- **Texte à lire**:
++++++++

Africa-Press – CentrAfricaine. Le Rassemblement Unitaire, un mouvement de l’opposition centrafricaine basée à Paris et dirigée par le Professeur Jean-François Akandji-Kombé, vient de lancer une alerte d’avant-crise en République Centrafricaine. Dans son communiqué numéro 12 du 17 octobre 2025, cette organisation dresse un constat accablant: le régime Touadéra utilise le droit et la justice comme instruments d’arbitraire, d’oppression du peuple et de division de la société.
Cette alerte intervient après l’arrestation non justifiée du Président du parti MDSP, le Dr Dominique Désiré Erenon, et les manœuvres d’élimination politique du Président du parti URCA, Anicet-Georges Dologuélé, député de la nation, déclaré apatride par le régime après avoir renoncé à la nationalité française pour se conformer à la Constitution de 2023.

++++++++

- **Tâches**:
a) Dans le texte sur l'alerte lancée par le Rassemblement Unitaire, de quelle date est le communiqué numéro 12 ?
b) Prolongez le texte sur l'alerte du Rassemblement Unitaire en reprenant après sa dernière phrase.

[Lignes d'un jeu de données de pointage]
++++++++

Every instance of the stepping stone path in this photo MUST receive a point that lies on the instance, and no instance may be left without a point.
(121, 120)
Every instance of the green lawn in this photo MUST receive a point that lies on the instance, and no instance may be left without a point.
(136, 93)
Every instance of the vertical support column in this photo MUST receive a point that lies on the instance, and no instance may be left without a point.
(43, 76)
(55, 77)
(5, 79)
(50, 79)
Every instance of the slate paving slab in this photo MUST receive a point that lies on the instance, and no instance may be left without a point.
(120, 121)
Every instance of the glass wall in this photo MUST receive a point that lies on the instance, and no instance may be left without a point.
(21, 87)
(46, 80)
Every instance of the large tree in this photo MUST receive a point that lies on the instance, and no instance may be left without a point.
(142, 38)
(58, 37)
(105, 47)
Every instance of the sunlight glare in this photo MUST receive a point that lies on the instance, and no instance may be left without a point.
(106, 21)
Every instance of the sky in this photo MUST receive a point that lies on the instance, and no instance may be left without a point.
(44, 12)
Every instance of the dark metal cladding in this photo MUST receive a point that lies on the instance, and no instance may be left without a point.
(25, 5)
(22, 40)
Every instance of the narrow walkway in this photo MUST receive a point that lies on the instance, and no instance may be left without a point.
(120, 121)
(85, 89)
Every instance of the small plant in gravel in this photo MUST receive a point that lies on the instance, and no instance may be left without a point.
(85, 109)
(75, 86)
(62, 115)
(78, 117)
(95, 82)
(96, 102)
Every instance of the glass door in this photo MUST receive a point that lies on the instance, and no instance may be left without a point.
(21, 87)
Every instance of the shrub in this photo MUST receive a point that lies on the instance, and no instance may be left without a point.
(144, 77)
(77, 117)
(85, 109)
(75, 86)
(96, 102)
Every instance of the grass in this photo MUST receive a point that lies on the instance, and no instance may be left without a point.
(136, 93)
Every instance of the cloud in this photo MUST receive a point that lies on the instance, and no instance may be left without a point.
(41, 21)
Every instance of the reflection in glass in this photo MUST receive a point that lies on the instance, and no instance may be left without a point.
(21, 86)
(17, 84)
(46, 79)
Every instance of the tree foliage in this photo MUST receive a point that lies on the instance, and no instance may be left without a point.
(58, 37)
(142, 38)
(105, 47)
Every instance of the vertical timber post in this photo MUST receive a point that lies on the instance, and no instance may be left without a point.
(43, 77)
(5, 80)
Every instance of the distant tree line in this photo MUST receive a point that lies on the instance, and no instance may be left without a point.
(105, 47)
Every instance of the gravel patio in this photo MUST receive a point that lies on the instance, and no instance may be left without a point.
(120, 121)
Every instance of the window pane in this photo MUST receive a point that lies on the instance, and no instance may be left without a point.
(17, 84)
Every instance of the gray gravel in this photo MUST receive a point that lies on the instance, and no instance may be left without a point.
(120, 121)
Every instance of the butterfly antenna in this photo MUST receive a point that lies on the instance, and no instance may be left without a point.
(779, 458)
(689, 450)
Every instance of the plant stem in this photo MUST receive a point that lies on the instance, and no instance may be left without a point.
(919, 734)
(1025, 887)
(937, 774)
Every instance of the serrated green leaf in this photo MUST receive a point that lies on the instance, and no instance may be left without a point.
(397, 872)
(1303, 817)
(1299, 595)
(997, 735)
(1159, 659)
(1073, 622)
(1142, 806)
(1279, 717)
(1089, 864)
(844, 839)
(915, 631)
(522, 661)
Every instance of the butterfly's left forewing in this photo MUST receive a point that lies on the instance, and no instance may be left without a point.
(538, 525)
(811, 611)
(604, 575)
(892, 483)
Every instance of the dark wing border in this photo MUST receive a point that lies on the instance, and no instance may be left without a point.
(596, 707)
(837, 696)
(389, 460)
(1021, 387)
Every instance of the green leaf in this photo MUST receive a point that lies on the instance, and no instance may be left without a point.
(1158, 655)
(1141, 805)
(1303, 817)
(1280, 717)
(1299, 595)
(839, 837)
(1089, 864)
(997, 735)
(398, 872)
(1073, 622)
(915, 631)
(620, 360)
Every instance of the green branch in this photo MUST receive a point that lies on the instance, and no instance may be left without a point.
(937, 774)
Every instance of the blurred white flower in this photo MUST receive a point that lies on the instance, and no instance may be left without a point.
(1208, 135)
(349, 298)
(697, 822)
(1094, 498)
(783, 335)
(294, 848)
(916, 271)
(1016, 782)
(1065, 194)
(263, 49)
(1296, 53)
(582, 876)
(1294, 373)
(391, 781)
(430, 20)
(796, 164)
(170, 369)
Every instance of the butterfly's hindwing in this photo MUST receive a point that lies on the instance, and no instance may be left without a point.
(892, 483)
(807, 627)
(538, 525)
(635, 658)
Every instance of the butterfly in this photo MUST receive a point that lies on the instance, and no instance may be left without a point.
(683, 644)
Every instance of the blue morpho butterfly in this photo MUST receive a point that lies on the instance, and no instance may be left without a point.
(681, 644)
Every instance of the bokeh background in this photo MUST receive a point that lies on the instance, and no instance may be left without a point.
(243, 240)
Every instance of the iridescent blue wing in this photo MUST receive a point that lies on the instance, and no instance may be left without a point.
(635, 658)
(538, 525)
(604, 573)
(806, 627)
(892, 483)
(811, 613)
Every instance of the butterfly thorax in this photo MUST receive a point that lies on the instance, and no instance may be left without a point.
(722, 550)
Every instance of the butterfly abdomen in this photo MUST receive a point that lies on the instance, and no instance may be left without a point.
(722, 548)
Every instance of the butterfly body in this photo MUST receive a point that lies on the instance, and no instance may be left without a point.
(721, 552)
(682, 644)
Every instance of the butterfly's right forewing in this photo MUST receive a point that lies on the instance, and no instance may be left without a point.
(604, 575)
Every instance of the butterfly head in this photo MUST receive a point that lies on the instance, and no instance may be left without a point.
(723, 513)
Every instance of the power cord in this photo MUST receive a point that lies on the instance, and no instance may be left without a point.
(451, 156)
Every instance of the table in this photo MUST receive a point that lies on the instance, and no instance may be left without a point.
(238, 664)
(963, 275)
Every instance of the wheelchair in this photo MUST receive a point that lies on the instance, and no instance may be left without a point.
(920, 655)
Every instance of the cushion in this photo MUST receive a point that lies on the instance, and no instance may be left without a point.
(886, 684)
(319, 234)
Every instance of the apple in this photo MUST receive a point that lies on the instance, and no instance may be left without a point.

++++++++

- **Réponses ci-dessous**:
a) Du 17 octobre 2025.

b)
Le Rassemblement Unitaire avait déjà lancé un premier avertissement dans son communiqué numéro 11 du 27 septembre 2025, attirant l’attention sur le risque imminent et sérieux d’une nouvelle et grave crise en Centrafrique. Les événements de ces dernières semaines confirment malheureusement cette perspective funeste.
L’organisation considère que la Constitution de 2023, obtenue par coup d’État, ainsi que les institutions et procédures qui en découlent, sont non seulement illégitimes, mais aussi porteuses de dynamiques contraires à la démocratie et au vivre-ensemble en République Centrafricaine.
Le communiqué du Rassemblement Unitaire détaille sept techniques utilisées par le régime pour instrumentaliser le droit et la justice. Cette analyse mérite d’être examinée attentivement car elle met en lumière les mécanismes précis par lesquels Touadéra transforme l’État de droit en État de non-droit.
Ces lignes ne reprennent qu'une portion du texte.